PASSAGE GIVEN.
====

In its ontological depth, the relationship between man and woman can only ever be defined by one thing: love. Yet, in the reality of human experience, love exists in infinite gradations of clarity and in various ways that lovers relate to one another. Love can certainly connect two people where one is the embraced and the other the embracing, one the guided and the other the guiding, one the sheltered and the other the sheltering. Until now, a defining characteristic of this bond was man’s greater degree of consciousness and woman’s relative lack of it. Now, however, through the new realization of woman, a new form is emerging which we call creative partnership. When love is rooted in the continuous self-discovery and self-actualization of both partners—when it represents a unique response to the fundamental conditions of being human and a mutual maturing through the encounter with the „Thou“ of the other—then we speak of creative partnership. It is a circulus, but a circulus salutis—a circle of healing. It rests on an ever deepening acceptance of oneself which, in turn, allows for an ever deepening acceptance of the other within an ever expanding space. When love is a response to the conditions of our humanhood, such that the woman’s response allows the man to grow, and the man’s response allows the woman to grow, that is creative partnership. We are speaking of a „dialectical“ maturing of two people, not merely a subjective adaptation of two individuals to one another. It is a process drawn from the primordial ground of a transcendent whole, transforming both participants throughout their lives until death. Creative partnership is therefore a journey that can reach no final conclusion—no point at which one partner will have fully „determined“ the other. It is an encounter that, by its very nature, grows dynamically deeper and takes place entirely in „the open.“

What, then, does the reality of modern interpersonal relationships show us? It reveals a failing of community on an unprecedented scale, and specifically, a frightening crisis in the partnership between man and woman. A look at divorce statistics is sufficient proof. Psychotherapists, of course, encounters this struggle and failure firsthand. They deal with the sickness of partnership in the trenches—with the rupture between human beings where abysses of hate and despair open up, and the dark side of „radical evil“ seems to reveal itself. Loneliness, isolation, and a lovelessness that manifests as an inability to love or a refusal to be loved; an incapacity for devotion and fidelity; the compulsion to turn the other into an object—all these spiritual ailments dominate interpersonal relationships today, particularly between men and women. Most striking is the lack of commitment—the cool, detached egoism with which erotic connections are formed and then discarded.

====

GIVEN REQUEST 1.
Answer from the passage on creative partnership:
(a) What Latin phrase does it use for the circle that creative partnership forms?
(b) What does it say is sufficient proof of the crisis between man and woman?
(c) What does it name as most striking in today's relationships?
GIVEN REQUEST 2. Please extend the passage on creative partnership with a few sentences that pick up after its last line.
The rows play no part in this work.

RECORD LIST.
====

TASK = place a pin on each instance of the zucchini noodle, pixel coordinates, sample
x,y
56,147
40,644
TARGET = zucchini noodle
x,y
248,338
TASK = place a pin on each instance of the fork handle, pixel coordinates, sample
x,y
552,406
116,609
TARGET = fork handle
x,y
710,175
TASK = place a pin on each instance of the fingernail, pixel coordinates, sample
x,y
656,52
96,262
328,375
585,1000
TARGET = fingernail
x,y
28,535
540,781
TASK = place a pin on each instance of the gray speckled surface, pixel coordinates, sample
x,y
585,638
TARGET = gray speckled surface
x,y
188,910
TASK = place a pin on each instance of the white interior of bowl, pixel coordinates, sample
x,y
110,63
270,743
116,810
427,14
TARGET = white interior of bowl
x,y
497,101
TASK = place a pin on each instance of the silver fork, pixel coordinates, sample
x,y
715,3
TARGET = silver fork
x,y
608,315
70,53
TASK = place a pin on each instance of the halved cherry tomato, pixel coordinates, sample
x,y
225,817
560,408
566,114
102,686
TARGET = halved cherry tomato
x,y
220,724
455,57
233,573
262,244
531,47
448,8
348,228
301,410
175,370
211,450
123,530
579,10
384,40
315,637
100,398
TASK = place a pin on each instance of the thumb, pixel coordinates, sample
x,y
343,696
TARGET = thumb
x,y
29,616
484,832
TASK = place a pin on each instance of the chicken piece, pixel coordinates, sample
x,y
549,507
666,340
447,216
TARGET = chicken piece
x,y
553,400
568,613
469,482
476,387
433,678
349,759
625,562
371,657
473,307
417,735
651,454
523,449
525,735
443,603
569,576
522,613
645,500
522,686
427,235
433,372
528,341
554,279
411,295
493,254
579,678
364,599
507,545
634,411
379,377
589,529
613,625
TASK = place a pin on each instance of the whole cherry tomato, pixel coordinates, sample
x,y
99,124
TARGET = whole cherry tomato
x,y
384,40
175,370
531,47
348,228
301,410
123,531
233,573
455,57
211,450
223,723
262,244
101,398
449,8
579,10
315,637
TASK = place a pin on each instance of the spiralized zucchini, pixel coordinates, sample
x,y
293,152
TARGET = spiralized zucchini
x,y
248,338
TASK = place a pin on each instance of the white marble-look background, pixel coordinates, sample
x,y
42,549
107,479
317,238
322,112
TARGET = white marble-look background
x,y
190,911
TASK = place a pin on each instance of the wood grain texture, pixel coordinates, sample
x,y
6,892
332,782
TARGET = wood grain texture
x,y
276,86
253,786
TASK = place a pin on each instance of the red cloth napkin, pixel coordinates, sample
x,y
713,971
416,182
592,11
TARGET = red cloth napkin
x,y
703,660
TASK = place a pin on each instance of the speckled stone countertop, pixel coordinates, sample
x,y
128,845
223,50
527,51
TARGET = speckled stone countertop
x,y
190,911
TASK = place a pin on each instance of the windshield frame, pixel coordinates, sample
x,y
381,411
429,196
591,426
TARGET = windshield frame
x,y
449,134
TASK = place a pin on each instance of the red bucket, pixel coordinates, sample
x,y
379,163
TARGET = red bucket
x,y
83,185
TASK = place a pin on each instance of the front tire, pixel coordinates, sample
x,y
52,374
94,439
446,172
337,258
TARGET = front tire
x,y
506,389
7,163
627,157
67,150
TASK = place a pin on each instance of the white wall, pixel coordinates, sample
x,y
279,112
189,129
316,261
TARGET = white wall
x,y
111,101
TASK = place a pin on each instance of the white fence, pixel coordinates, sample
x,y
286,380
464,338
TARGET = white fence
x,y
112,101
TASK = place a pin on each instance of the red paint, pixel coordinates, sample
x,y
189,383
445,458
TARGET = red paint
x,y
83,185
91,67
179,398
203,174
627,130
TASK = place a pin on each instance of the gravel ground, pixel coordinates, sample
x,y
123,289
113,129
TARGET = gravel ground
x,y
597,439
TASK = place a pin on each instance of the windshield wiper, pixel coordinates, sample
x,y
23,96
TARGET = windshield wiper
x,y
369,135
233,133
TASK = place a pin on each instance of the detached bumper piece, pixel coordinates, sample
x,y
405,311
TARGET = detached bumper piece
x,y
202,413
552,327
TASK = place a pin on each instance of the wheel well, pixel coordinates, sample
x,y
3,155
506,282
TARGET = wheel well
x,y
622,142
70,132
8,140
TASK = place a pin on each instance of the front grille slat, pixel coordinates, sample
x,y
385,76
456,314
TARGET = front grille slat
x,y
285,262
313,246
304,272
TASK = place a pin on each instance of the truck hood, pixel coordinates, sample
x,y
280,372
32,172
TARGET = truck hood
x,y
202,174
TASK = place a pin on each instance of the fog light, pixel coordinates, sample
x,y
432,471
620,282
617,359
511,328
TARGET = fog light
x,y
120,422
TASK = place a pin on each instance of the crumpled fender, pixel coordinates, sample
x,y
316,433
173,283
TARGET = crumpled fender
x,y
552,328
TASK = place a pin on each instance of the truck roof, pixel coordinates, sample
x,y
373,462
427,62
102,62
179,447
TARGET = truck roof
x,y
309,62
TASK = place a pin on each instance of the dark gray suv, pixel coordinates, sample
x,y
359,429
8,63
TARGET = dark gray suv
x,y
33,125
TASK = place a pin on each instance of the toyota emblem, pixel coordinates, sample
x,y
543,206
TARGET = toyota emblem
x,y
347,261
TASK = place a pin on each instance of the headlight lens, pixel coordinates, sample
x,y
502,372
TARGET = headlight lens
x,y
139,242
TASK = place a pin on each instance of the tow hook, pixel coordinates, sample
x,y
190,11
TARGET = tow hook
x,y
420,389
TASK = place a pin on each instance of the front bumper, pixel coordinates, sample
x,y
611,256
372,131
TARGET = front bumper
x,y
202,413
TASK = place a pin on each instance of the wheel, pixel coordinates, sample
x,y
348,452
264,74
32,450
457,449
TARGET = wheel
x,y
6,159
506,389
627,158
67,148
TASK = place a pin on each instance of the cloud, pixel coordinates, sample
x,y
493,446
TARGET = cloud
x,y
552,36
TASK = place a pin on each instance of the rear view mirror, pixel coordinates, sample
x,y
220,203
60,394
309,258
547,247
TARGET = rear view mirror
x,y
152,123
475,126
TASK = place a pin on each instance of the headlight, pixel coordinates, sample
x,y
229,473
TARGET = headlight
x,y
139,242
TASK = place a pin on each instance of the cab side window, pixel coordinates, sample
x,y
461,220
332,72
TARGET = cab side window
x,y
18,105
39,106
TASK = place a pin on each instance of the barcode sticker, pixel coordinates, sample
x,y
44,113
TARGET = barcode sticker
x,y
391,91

====

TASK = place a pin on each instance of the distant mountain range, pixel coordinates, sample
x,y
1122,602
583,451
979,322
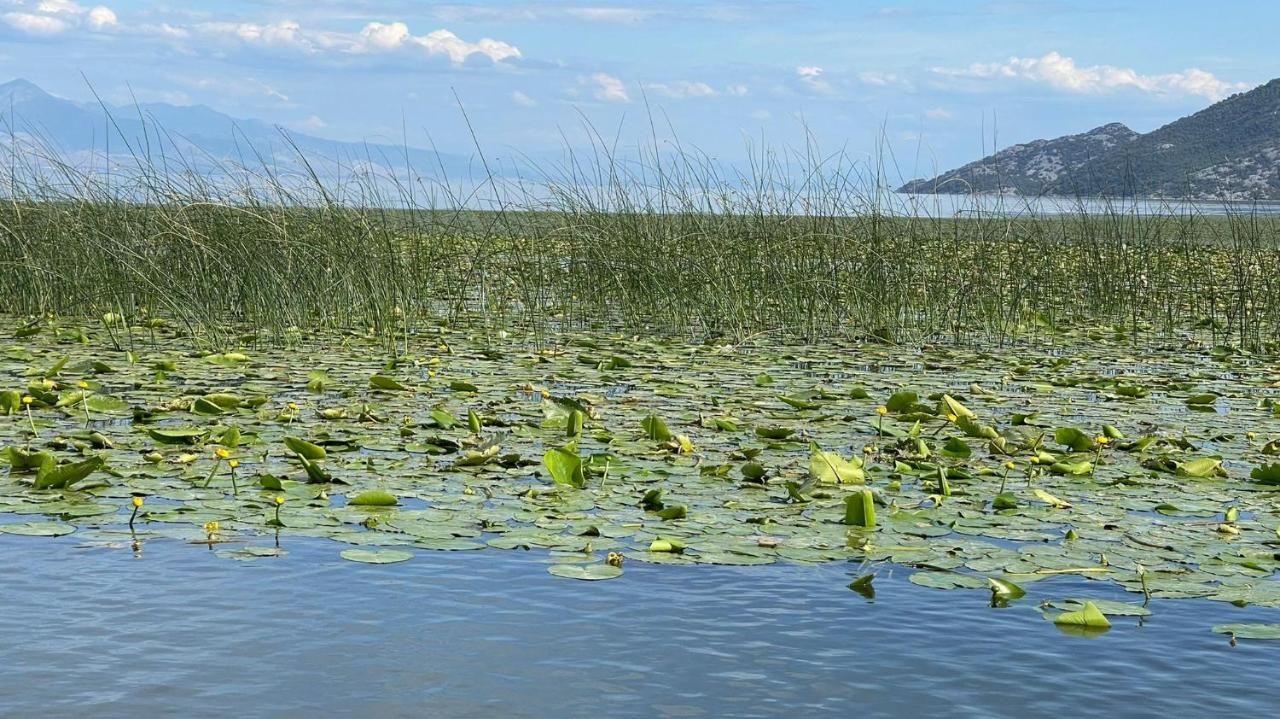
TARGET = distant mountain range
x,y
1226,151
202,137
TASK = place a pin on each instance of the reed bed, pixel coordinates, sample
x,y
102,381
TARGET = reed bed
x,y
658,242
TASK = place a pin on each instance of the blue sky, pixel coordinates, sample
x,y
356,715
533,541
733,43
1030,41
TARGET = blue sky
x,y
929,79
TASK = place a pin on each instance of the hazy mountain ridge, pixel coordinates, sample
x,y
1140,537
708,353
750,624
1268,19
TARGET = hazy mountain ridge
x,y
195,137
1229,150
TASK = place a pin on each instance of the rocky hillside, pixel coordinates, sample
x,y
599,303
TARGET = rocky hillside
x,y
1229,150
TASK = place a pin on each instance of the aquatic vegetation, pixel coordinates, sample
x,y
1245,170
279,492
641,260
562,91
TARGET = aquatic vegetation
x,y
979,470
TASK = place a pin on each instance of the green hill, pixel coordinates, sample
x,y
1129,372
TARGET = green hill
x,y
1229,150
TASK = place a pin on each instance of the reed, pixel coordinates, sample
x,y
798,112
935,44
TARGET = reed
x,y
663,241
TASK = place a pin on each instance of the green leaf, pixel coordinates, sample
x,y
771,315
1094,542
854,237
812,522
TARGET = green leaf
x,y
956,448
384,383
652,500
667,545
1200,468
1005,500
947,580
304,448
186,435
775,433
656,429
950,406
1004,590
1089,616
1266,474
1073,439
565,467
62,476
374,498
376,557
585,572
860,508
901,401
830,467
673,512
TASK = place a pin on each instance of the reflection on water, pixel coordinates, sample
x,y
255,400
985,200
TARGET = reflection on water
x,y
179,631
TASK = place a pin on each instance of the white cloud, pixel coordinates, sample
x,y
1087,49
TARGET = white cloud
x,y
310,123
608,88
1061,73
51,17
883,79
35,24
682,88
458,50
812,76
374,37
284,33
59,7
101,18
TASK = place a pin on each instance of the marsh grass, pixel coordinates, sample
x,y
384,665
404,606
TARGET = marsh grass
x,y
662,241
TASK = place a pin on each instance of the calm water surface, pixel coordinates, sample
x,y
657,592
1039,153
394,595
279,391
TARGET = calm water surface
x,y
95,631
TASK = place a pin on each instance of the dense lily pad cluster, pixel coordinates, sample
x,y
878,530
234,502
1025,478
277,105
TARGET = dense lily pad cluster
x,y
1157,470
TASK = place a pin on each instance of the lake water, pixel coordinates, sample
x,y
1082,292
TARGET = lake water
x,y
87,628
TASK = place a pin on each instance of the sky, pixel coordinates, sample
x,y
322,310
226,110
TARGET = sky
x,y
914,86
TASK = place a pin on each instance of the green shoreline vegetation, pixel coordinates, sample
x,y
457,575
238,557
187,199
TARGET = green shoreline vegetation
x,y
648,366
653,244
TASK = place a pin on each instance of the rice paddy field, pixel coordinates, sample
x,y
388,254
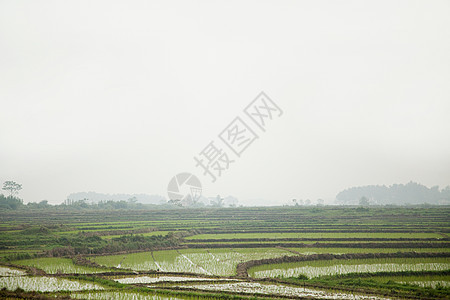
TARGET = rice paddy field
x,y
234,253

====

REPLY 1.
(a) Circulus salutis, a circle of healing.
(b) A look at divorce statistics.
(c) The lack of commitment, the cool, detached egoism with which erotic connections are formed and then discarded.

REPLY 2.
Psychotherapists, who seek not only to heal the individual but to understand the wider context, must continuously question what is behind this disturbing facet of our era. It seems clear that a major factor is precisely the growing realization of woman and her departure from centuries-old bonds, traditions, and value systems. Apparently, we are seeing the old rule of life in action: that the new, the more refined, the „higher“ can only emerge through a period of darkness, a stage of danger, tension, and life-threatening ambivalence.

Forms of Flight

Let us consider the dangers that this growth into a more self-conscious womanhood brings for woman herself, and naturally, for man as well.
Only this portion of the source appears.